REQUIRED ACTIONS:
**A)** Can you reproduce the post on Target's urban store plans word for word, from "Target has indicated" up to and including "traditional business districts?"?
**B)** Can you rewrite the paragraph in the post on Target's urban store plans that begins "Target has indicated plans" as a short bulleted list that keeps its main facts?
**C)** Answer these questions using the post on Target's urban store plans, one answer per line, marked the same way:
(i) Which retailer's "urban strategy" was the subject of the earlier post?
(ii) Besides opening smaller format stores, what will Target do with its existing stores?
(iii) What is the name of Target's grocery store-within-a-store concept?

This is a follow-up blog to a
previous post on Walmart’s emerging ‘urban strategy’.
Target has also announced that it will be focusing its efforts on urban areas, including remodeling existing stores and focusing on smaller format stores more appropriate for urban markets.
How small is small?
Target has indicated plans to introduce a smaller store formats in the range of 60,000 to 100,000 square feet. Compared with its typical format of 125,000 to 180,000 square feet, this is small, but for most urban markets, finding that much square footage can still be a challenge, if not downright impossible. They plan to open the first small-format store in Seattle in 2012 – with plans to expand to at least 10 additional cities, including San Francisco and Baltimore, in the coming years. The stores will continue to carry a smaller selection of everything from fashion to home furnishing, but will focus on daily needs. These new Target stores will also include groceries. Target is rolling out a store within a store concept called “P-Fresh” that offers groceries within a 10,000 – 12,000 sf format.
Will this format work for or against traditional business districts?

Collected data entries

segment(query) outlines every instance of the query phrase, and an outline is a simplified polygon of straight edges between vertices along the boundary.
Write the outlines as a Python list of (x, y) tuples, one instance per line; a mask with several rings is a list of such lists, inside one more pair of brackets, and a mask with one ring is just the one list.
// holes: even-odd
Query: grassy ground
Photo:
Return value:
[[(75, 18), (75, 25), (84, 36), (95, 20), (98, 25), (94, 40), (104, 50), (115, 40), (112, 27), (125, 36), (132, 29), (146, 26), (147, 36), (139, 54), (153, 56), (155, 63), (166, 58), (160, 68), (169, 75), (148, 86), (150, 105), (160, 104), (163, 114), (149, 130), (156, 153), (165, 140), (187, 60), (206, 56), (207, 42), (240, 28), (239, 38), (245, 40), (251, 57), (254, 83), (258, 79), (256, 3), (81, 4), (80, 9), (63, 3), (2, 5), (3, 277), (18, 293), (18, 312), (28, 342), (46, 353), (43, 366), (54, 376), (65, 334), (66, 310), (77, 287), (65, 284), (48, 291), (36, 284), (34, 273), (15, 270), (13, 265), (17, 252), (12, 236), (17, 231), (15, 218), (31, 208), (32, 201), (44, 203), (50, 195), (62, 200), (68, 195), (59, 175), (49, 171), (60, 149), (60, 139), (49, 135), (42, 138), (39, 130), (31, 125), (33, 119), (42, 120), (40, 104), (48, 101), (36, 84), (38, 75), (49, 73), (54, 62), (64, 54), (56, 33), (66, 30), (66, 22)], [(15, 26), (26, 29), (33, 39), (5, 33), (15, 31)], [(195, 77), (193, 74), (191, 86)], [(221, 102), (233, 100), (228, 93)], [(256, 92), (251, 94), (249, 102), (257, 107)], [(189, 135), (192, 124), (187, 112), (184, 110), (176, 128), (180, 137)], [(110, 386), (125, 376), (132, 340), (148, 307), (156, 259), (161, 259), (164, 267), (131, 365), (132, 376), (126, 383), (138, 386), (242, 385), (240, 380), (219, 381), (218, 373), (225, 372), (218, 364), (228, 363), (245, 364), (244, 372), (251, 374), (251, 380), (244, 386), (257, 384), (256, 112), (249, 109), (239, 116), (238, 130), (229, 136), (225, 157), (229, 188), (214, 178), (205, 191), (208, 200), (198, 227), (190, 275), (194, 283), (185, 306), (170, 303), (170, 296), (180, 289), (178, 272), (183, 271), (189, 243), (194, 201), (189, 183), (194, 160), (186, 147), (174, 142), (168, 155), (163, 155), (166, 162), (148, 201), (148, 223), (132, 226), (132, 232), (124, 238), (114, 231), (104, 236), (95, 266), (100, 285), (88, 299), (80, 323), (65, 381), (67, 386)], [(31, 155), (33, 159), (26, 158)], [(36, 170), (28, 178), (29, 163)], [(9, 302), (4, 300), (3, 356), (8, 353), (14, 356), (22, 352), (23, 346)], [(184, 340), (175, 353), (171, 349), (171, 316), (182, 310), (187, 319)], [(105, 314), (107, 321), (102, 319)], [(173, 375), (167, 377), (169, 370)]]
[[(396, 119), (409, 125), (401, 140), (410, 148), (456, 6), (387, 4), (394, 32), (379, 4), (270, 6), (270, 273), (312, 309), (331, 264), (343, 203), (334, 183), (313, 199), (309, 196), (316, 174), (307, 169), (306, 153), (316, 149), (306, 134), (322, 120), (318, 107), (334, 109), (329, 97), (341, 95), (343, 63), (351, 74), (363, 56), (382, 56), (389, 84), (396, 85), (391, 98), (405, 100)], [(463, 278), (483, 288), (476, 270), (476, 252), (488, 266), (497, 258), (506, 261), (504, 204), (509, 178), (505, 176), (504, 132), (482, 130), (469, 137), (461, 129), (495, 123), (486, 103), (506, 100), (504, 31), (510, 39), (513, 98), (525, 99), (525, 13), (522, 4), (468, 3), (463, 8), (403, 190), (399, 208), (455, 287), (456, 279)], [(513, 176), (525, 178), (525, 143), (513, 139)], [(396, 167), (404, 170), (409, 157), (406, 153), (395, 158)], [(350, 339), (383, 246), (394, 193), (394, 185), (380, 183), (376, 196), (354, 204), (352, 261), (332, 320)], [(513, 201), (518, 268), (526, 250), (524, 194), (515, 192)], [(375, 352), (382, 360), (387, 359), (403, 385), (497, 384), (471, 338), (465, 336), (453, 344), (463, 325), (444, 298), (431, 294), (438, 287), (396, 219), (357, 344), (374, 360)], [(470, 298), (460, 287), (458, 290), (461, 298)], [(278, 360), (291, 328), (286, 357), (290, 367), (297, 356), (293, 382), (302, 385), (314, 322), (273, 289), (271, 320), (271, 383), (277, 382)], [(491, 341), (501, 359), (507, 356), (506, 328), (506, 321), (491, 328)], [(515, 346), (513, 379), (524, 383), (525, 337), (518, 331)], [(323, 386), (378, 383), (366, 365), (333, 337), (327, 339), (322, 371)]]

ANSWERS PROVIDED:
**A)**
Target has indicated plans to introduce a smaller store formats in the range of 60,000 to 100,000 square feet. Compared with its typical format of 125,000 to 180,000 square feet, this is small, but for most urban markets, finding that much square footage can still be a challenge, if not downright impossible. They plan to open the first small-format store in Seattle in 2012 – with plans to expand to at least 10 additional cities, including San Francisco and Baltimore, in the coming years. The stores will continue to carry a smaller selection of everything from fashion to home furnishing, but will focus on daily needs. These new Target stores will also include groceries. Target is rolling out a store within a store concept called “P-Fresh” that offers groceries within a 10,000 – 12,000 sf format.
Will this format work for or against traditional business districts?

**B)**
- New smaller Target formats will be 60,000 to 100,000 square feet, versus the typical 125,000 to 180,000 square feet.
- Even that much space can be hard or impossible to find in most urban markets.
- The first small-format store is planned for Seattle in 2012.
- At least 10 more cities are to follow, including San Francisco and Baltimore.
- The stores will carry a smaller selection from fashion to home furnishings but will focus on daily needs.
- Groceries will be included through "P-Fresh," a store-within-a-store concept of 10,000 to 12,000 square feet.

**C)**
(i) Walmart
(ii) Remodel them
(iii) P-Fresh